## [Task input]
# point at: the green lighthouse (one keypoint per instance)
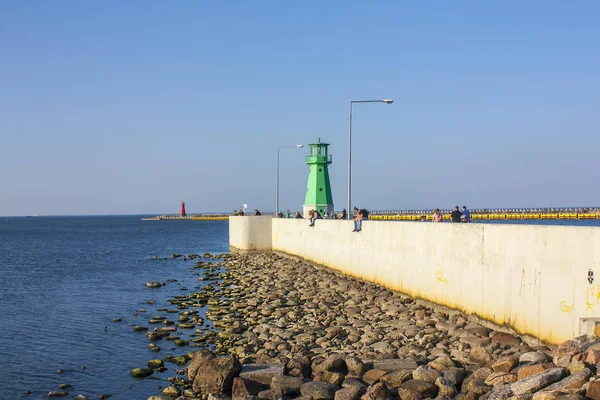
(318, 190)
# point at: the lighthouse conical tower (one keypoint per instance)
(318, 189)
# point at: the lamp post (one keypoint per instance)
(277, 183)
(387, 101)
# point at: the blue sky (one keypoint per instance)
(113, 107)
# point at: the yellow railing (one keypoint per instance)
(488, 216)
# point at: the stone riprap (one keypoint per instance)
(287, 329)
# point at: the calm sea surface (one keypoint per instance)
(63, 279)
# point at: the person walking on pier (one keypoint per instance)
(456, 215)
(362, 215)
(466, 214)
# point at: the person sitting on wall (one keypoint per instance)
(455, 215)
(362, 215)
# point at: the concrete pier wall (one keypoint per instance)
(532, 278)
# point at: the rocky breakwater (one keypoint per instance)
(288, 329)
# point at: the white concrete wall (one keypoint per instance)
(530, 277)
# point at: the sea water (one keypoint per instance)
(62, 281)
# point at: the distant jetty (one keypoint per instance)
(417, 215)
(189, 217)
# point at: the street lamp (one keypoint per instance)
(277, 184)
(387, 101)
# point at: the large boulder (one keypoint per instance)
(505, 364)
(396, 378)
(216, 375)
(288, 385)
(349, 393)
(262, 373)
(356, 368)
(377, 391)
(199, 359)
(426, 373)
(417, 390)
(319, 390)
(537, 381)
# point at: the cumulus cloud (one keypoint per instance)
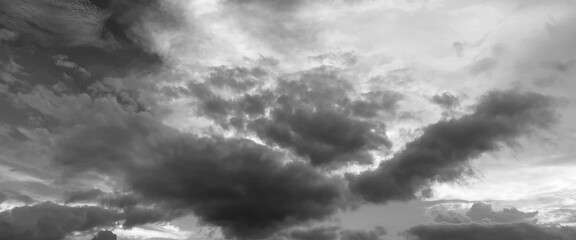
(483, 212)
(336, 233)
(49, 221)
(316, 113)
(475, 231)
(105, 235)
(445, 100)
(451, 217)
(442, 152)
(236, 184)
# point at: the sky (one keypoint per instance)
(287, 119)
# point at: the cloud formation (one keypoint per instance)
(49, 221)
(475, 231)
(442, 152)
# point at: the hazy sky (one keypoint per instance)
(287, 119)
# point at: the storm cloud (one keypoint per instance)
(442, 152)
(509, 231)
(316, 113)
(49, 221)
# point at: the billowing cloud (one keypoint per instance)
(483, 212)
(49, 221)
(316, 113)
(509, 231)
(236, 184)
(445, 100)
(442, 152)
(105, 235)
(336, 233)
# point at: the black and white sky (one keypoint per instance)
(287, 119)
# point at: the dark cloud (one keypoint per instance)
(475, 231)
(49, 221)
(93, 23)
(485, 65)
(442, 152)
(9, 194)
(318, 233)
(337, 233)
(105, 235)
(82, 196)
(71, 46)
(236, 184)
(376, 234)
(135, 216)
(451, 217)
(483, 212)
(445, 100)
(316, 113)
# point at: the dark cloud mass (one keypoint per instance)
(236, 184)
(316, 113)
(510, 231)
(442, 152)
(105, 235)
(483, 212)
(445, 100)
(49, 221)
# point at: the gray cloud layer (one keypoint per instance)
(508, 231)
(49, 221)
(442, 152)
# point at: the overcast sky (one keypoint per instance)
(287, 119)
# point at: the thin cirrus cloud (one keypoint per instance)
(120, 116)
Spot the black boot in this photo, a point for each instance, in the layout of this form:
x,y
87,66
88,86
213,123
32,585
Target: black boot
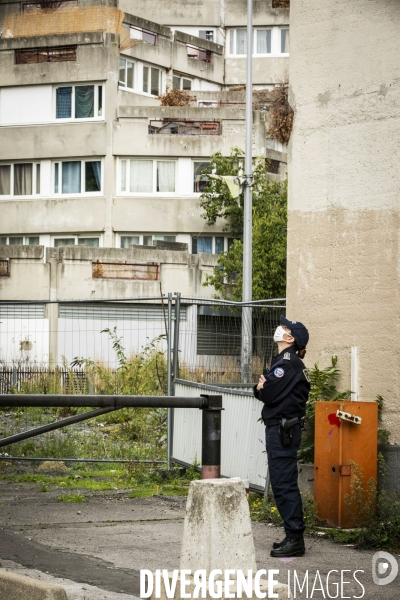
x,y
276,545
290,547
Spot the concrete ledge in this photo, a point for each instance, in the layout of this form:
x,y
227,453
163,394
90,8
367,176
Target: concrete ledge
x,y
18,587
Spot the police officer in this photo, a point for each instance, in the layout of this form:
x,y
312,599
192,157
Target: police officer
x,y
284,390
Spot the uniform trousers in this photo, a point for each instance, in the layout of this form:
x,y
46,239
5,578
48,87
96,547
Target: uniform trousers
x,y
282,465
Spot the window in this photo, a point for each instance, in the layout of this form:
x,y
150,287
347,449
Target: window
x,y
76,240
206,34
149,37
151,80
147,176
19,240
126,73
144,239
128,240
199,180
280,3
263,41
79,102
39,55
77,177
199,54
20,179
210,244
237,41
285,41
272,41
47,4
181,83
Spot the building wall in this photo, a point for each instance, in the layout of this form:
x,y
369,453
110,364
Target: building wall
x,y
343,237
66,273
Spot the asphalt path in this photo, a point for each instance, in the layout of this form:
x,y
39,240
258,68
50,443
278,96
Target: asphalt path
x,y
96,549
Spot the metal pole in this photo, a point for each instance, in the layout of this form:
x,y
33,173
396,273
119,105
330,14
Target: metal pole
x,y
176,337
100,401
247,340
169,380
175,369
211,438
24,435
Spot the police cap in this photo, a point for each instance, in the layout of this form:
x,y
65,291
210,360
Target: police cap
x,y
299,331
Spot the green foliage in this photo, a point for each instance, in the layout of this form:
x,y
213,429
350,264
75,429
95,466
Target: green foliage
x,y
263,509
323,387
375,511
71,498
269,229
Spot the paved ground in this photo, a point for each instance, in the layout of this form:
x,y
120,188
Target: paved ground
x,y
96,549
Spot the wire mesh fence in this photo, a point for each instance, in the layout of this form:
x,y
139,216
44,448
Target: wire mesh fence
x,y
119,347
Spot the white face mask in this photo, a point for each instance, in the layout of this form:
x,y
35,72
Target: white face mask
x,y
279,333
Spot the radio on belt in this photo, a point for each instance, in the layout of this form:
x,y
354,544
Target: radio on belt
x,y
349,417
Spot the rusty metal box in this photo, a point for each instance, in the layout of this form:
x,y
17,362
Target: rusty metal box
x,y
338,444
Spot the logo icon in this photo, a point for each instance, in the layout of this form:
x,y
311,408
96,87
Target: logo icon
x,y
381,561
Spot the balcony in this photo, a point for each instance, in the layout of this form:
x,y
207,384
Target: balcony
x,y
184,127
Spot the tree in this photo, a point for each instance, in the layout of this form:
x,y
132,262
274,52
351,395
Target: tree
x,y
269,229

## [Work order]
Go through the entries above and print each one exactly, minus the pictures.

## [Solution]
# point at: the green lighthouse (one keypoint per instance)
(318, 190)
# point at: the lighthouse conical tower (one keypoint per instance)
(318, 189)
# point at: the lamp post (one keypoint per instance)
(277, 183)
(387, 101)
# point at: the blue sky (one keypoint per instance)
(113, 107)
# point at: the yellow railing (one keypoint per instance)
(488, 216)
# point at: the stone riprap (one keypoint per instance)
(287, 329)
# point at: the calm sea surface (one keypoint per instance)
(63, 279)
# point at: the person walking on pier (one keypoint per instance)
(456, 215)
(362, 215)
(466, 214)
# point at: the person sitting on wall (one keypoint per instance)
(455, 215)
(362, 215)
# point at: the concrete pier wall (one keypoint per instance)
(532, 278)
# point at: the rocky breakwater (one keypoint per instance)
(288, 329)
# point at: the white concrete wall (one keypoint per instance)
(530, 277)
# point at: the sea water (one keypoint per instance)
(62, 281)
# point at: the distant jetty (one keypoint per instance)
(417, 215)
(189, 217)
# point at: the street lamp (one keypoint per instance)
(277, 184)
(387, 101)
# point at: the large boulder (one keypoint per instance)
(505, 364)
(396, 378)
(216, 375)
(288, 385)
(349, 393)
(262, 373)
(356, 368)
(377, 391)
(199, 359)
(426, 373)
(417, 390)
(319, 390)
(537, 381)
# point at: the cumulus cloud (one keypoint per instance)
(483, 212)
(336, 233)
(49, 221)
(316, 113)
(475, 231)
(105, 235)
(445, 100)
(451, 217)
(442, 152)
(236, 184)
# point at: the sky (one keypoint per instance)
(287, 119)
# point at: the cloud formation (one keypoint per instance)
(49, 221)
(475, 231)
(442, 152)
# point at: the hazy sky (one keypoint per instance)
(287, 119)
# point at: the storm cloud (one keypoint per instance)
(442, 152)
(509, 231)
(316, 113)
(49, 221)
# point at: the billowing cloud (one keypoint per instance)
(483, 212)
(49, 221)
(316, 113)
(509, 231)
(236, 184)
(445, 100)
(442, 152)
(105, 235)
(336, 233)
# point at: the black and white sky (one keypoint per instance)
(287, 119)
# point at: the dark cloud (one keypoint per instance)
(475, 231)
(49, 221)
(93, 23)
(485, 65)
(442, 152)
(9, 194)
(318, 233)
(337, 233)
(105, 235)
(82, 196)
(71, 46)
(236, 184)
(376, 234)
(135, 216)
(451, 217)
(483, 212)
(445, 100)
(316, 113)
# point at: the dark cloud mass (one keypoint per instance)
(236, 184)
(316, 113)
(510, 231)
(442, 152)
(105, 235)
(483, 212)
(445, 100)
(49, 221)
# point at: the gray cloud layer (one keypoint per instance)
(508, 231)
(49, 221)
(442, 152)
# point at: the overcast sky (one keypoint per instance)
(287, 119)
# point at: the thin cirrus cloud (one keypoint per instance)
(120, 116)
Spot the black boot in this photo, a point for each instance, in the layout of this form:
x,y
87,66
88,86
213,123
32,585
Target: black boot
x,y
276,545
290,547
Spot the concrete ledge in this photo, a point for each instance, in the layout of this form:
x,y
227,453
163,394
90,8
367,176
Target: concrete ledge
x,y
18,587
Spot the police officer in this photo, a point for each instance, in the layout of this form:
x,y
312,599
192,157
Target: police officer
x,y
284,390
Spot the uniform trousers in this photo, a point for each instance, in the layout of this form:
x,y
46,239
5,578
48,87
96,547
Target: uniform trousers
x,y
282,465
Spot the window in this photo, a point for each instance, in the layout of this form:
x,y
150,287
347,449
Target: window
x,y
76,240
206,34
149,37
151,80
147,176
19,240
126,73
144,239
128,240
199,180
280,3
263,41
79,102
39,55
77,177
199,54
20,179
210,244
237,41
285,41
272,41
47,4
181,83
Spot the building wall in this photo, a point for each instance, in the layout of this form:
x,y
369,453
110,364
Target: building wall
x,y
343,237
66,273
Spot the asphalt path in this photo, a point for each instance, in the layout of this form:
x,y
39,240
258,68
50,443
278,96
Target: asphalt path
x,y
96,549
Spot the metal pole in this photo, a point for each instance, in the layout of this form:
x,y
33,173
396,273
119,105
330,14
Target: metal pole
x,y
176,337
100,401
247,340
169,380
175,369
211,438
24,435
Spot the police cap in this photo, a point for each instance, in the layout of this form:
x,y
65,291
210,360
Target: police cap
x,y
299,331
Spot the green foliage in this photo, a point for each instance, in the layout of this form:
x,y
213,429
350,264
75,429
95,466
Target: green foliage
x,y
263,509
323,387
375,511
71,498
269,229
Spot the paved ground in this photo, a point for each instance, in the layout of this form:
x,y
120,188
Target: paved ground
x,y
96,549
Spot the wire mesh fence in this photo, a point for each instance, in the layout of this form:
x,y
139,216
44,448
Target: wire mesh fence
x,y
119,347
Spot the white face mask in this photo, a point for each instance, in the layout of this form:
x,y
35,72
Target: white face mask
x,y
279,333
Spot the radio on belt in this photo, a point for each instance, in the layout of this form:
x,y
354,544
Target: radio on belt
x,y
349,417
Spot the rusty metal box in this photo, a point for each instance, in the layout of this form:
x,y
17,362
Target: rusty metal box
x,y
338,444
Spot the logo icon in this photo, a point for each instance, in the layout of this form:
x,y
311,408
96,87
Target: logo icon
x,y
381,561
Spot the balcony in this photo, a point for each instance, in the layout of this form:
x,y
207,384
Target: balcony
x,y
184,127
Spot the tree in this photo, a point for each instance, in the layout of this form:
x,y
132,262
274,52
351,395
Target: tree
x,y
269,229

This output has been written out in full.